## Görev listesi:
A) Karbondioksit metninde "Karbondioksitin Dünya'yı ısıtttığını" sözleriyle açılan ve "karanlık aralıklar görürsünüz." ile kapanan bölümü hiç değiştirmeden yineleyin.
B) Karbondioksit metnine göre aşağıdaki soruları yanıtlayın:
(i) Yanıt hangi alanla biraz ilgilidir?
(ii) Prizmadan ayrılan güneş ışığına yakından bakınca ne görülür?
(iii) Oksijen gazı hangi ışığın birazını kapar?
C) Karbondioksit metnini kaldığı yerden sürdürün.

## Kaynak metin:
+---+

Karbondioksitin Dünya'yı ısıtttığını
büyük olasılıkla duymuşsunuzdur;
peki bu nasıl oluyor?
Seraların dışındaki camlar gibi mi
ya da yalıtımlı battaniyeler gibi mi?
Aslında pek değil.
Yanıt birazcık kuantum mekaniği ile ilgili
ama endişelenmeyin;
gökkuşağından başlayacağız.
Prizmadan ayrılan güneş ışığına
yakından bakarsanız,
renk şeritlerinin olmadığı
karanlık aralıklar görürsünüz.
Renkler nerededir peki?
Gözümüze ulaşmadan önce,
tayfın bu belirli bölgeleri
çeşitli gazlar tarafından soğurulmuş olur.
Örneğin, oksijen gazı koyu kırmızı ışığın
birazını kapmış olur.

+---+

## Verilen bilgiler:
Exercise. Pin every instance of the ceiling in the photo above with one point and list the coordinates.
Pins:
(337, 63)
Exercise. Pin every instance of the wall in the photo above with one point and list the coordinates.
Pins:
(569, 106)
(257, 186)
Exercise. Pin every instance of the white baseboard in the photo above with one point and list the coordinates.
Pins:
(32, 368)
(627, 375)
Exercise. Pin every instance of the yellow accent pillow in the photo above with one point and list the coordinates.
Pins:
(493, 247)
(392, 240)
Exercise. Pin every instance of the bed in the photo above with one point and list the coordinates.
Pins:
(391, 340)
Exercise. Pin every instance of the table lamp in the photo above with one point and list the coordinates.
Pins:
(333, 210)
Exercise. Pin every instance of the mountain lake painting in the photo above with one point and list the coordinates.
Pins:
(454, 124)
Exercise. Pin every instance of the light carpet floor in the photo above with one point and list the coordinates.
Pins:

+---+

## Görevlere göre yanıtlar:
A)
Karbondioksitin Dünya'yı ısıtttığını
büyük olasılıkla duymuşsunuzdur;
peki bu nasıl oluyor?
Seraların dışındaki camlar gibi mi
ya da yalıtımlı battaniyeler gibi mi?
Aslında pek değil.
Yanıt birazcık kuantum mekaniği ile ilgili
ama endişelenmeyin;
gökkuşağından başlayacağız.
Prizmadan ayrılan güneş ışığına
yakından bakarsanız,
renk şeritlerinin olmadığı
karanlık aralıklar görürsünüz.

B)
(i) Kuantum mekaniği.
(ii) Renk şeritlerinin olmadığı karanlık aralıklar.
(iii) Koyu kırmızı ışığın.

C)
Sodyum ise iki sarı şerit yakalamıştır.
Peki ama bu gazlar neden belirli renkte
ışığı soğuruyorlar?
İşte kuantum dünyasına
bu noktada giriyoruz.
Her atom ve molekülün elektronları
bir dizi izinli enerji seviyeleri
sayısına sahiptir.
Elektronlarının taban durumundan
daha yüksek bir seviyeye çıkması için,
molekülün belli bir miktar
enerji kazanması gerekir.
Ne daha az, ne daha çok.
Bu enerjiyi ışıktan alır,
ki ışığın sayabileceğinizden
çok daha fazla enerji seviyesi bulunur.
Işık, foton adı verilen
minik parçacıklardan oluşur
ve her bir fotondaki enerji
onun rengini belirler.
Kırmızı ışık daha düşük enerjili
ve uzun dalgaboyludur.
Mor ışık daha yüksek enerjili
ve kısa dalgaboyludur.
Güneş ışığında, gökkuşağının
tüm fotonları bulunur;
dolayısıyla bir gaz molekülü,
kendisini bir üst enerji
seviyesine taşıyacak
enerji miktarını tam olarak taşıyan
fotonları seçebilir.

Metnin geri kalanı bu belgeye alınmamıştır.